**** 原文抜粋

2020年3月18日。文藝春秋が発売した3月26日号「週刊文春」。これまで数々の政治スキャンダルや政治家あるいは芸能人の不倫スキャンダルを次々と暴き、近年、文春砲という言葉まで生み出してきた雑誌だ。時にその取材スタイル、あるいは世へ問い方などから「文春はやり過ぎだ」という批判も出ていた。

 

 

弩級の衝撃だった近畿財務局職員の手記

そんな週刊文春が2年半ぶりに完売し、書店から週刊文春が消えた。完売した理由は3月29日号に掲載された、1つの手記だ。森友問題で自殺した財務省近畿財務局の男性職員(当時、54歳)の遺書「すべて佐川局長の指示です」が全文公開されたのだ。

 

「ぼくの契約相手は国民です」が口癖だった、そんな真面目な公務員がなぜ、自殺という道しか残されていなかったのか。霞ヶ関はもちろんのこと、このブログを読んでいる読者の多くも、文春の記事は目にしたことだろう。涙なしには読めない記事だった。そして、権力が持つ恐ろしさを再確認させられた。

 

社会の公僕であることに誇りを持って仕事をしてきた人間が、国家権力のトップへの忖度を判断基準に行動する上司、それも近畿財務局からすれば、遠く雲の上の存在の見えない上司に振り回され、次第に追い込まれていく。

********
**** データ内容

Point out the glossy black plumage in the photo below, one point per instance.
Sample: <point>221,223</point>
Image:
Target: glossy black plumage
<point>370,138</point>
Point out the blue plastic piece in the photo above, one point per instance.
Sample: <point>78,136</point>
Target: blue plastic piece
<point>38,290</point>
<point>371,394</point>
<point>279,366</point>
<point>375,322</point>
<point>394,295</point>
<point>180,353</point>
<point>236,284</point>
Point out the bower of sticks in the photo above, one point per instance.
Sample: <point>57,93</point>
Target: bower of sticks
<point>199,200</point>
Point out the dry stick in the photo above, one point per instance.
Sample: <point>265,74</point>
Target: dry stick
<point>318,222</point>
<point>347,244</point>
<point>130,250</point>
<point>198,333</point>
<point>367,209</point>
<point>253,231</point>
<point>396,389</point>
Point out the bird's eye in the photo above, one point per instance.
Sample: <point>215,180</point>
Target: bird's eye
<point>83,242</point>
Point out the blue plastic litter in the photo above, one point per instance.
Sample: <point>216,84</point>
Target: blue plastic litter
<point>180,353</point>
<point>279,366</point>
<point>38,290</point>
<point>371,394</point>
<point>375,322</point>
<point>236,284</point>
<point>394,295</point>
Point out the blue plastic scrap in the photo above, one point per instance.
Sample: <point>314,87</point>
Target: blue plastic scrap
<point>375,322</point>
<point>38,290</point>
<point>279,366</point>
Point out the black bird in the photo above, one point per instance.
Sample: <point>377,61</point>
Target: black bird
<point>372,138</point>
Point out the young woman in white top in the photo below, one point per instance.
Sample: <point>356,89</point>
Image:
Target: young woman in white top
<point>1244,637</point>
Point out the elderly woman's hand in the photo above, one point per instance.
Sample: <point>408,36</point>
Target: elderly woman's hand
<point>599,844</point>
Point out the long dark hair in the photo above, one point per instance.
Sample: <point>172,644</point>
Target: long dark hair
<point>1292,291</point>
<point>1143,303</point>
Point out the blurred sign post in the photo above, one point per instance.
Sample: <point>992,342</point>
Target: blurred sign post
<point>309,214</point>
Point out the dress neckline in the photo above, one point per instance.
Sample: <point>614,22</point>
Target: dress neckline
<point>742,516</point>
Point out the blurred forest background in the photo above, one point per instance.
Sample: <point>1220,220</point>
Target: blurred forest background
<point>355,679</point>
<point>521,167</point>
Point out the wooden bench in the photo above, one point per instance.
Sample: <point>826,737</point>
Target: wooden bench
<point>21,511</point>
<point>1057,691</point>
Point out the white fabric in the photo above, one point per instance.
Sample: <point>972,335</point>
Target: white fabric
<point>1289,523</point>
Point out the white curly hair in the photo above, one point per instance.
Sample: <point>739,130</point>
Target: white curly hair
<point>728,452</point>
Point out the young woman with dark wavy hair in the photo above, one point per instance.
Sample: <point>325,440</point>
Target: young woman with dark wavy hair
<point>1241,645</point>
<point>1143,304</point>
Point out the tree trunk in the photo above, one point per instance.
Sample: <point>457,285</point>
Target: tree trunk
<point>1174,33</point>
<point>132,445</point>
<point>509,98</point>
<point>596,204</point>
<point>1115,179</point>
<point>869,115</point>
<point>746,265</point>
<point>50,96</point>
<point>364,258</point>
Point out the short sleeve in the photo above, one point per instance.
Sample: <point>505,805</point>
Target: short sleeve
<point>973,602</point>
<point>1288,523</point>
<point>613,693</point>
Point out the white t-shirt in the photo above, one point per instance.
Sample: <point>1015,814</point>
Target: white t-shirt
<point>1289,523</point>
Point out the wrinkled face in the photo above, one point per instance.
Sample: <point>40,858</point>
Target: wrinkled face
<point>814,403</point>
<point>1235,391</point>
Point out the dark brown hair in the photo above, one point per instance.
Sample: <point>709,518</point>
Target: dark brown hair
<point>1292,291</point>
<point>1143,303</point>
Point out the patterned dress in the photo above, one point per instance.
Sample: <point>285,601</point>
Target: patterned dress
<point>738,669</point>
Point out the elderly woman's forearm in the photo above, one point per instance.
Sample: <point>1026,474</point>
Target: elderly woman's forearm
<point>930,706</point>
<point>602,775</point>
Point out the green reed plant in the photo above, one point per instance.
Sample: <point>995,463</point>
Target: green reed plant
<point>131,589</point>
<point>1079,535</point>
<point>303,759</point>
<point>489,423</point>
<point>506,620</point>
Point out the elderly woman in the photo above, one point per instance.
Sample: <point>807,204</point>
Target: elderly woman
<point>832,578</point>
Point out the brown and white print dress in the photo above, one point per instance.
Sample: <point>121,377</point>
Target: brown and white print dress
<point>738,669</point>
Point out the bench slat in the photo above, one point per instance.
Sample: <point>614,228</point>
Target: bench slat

********

課題一覧:
a) 次の(i)〜(iii)が週刊文春をめぐる文章の内容と合っているか、それぞれ「はい」か「いいえ」で答えてください。判断の決め手となる文章中の語句も、そのまま引用して添えてください。
(i) 週刊文春は2年半ぶりに完売した。
(ii) 自殺した職員は財務省本省に勤めていた。
(iii) 職員の口癖は「すべて佐川局長の指示です」だった。
b) 週刊文春をめぐる文章の最後の文に続けて、その先を書き進めてください。

回答一覧:
a)
(i) はい。「そんな週刊文春が2年半ぶりに完売し、書店から週刊文春が消えた。」
(ii) いいえ。「財務省近畿財務局の男性職員(当時、54歳)」
(iii) いいえ。「「ぼくの契約相手は国民です」が口癖だった」

b)
週刊文春の編集長は「この原稿を初めて読んだ時に、震えました」と答えている。百戦錬磨の、これまで数々のスキャンダルと暴き、数々の情報が持ち込まれる編集部にあっても、今回の手記は弩級だったのだ。

 

安倍首相が人には見えなかった

この文春の記事に合わせて、亡くなられた男性職員の妻が、国と改ざんを事実上指示したとされる財務省の佐川元理財局長に1億1000万円余りの損害賠償を求める訴えを大阪地方裁判所に起こしている。

 

今回の提訴について原告側は、「改ざんが誰の指示で行われ、どのようなうその国会答弁が行われたのかを、法廷で当事者に説明させるとともに、保身や忖度による軽率な判断や指示で現場の職員が苦しみ、自殺することが2度とないようにすること」が目的と語っている。

 

この提訴を受けた政府のコメントには、正直、背筋が凍る思いがする。安倍首相は参院総務委員会で「検察ですでに検査を行い、結果が出ていると考えている」と答弁し、麻生氏は記者会見で「手記と調査報告書の内容に大きな乖離があるとは考えていないので、再調査の考えはない」、菅官房長も衆院内閣委員会で「関与した職員には厳正な処分が行われた。適材適所の人事」と答えている。

 

音を立てて政権が壊れ始めている

現時点ではそう答えざるを得ないのかもしれないが、3人は政治家だ。政治家だからこそ、木で鼻を括ったような答えはすべきではないし、もう少し、人の温かさの通ったコメントが出せたはずだ。これが今の安倍政権の正体だ。

 

手記にもあるように、財務省そのものが、今回の自殺問題の根っこは安倍首相そのものにあることは、誰でも知っている。知っていても、それを口にできない。永田町、霞ヶ関に蔓延する忖度の空気の前に足がすくんでしまうからだ。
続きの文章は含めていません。